--- start EXERCISE MATERIAL ---
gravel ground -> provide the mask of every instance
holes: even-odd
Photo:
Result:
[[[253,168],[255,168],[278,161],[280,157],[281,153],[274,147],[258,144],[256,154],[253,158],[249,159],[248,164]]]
--- end EXERCISE MATERIAL ---
## AIM
Reproduce the full listing above, character for character.

## RESULT
gravel ground -> provide the mask of every instance
holes: even-odd
Photo:
Result:
[[[253,168],[255,168],[278,161],[280,157],[281,153],[274,147],[258,144],[256,154],[253,158],[249,159],[248,164]]]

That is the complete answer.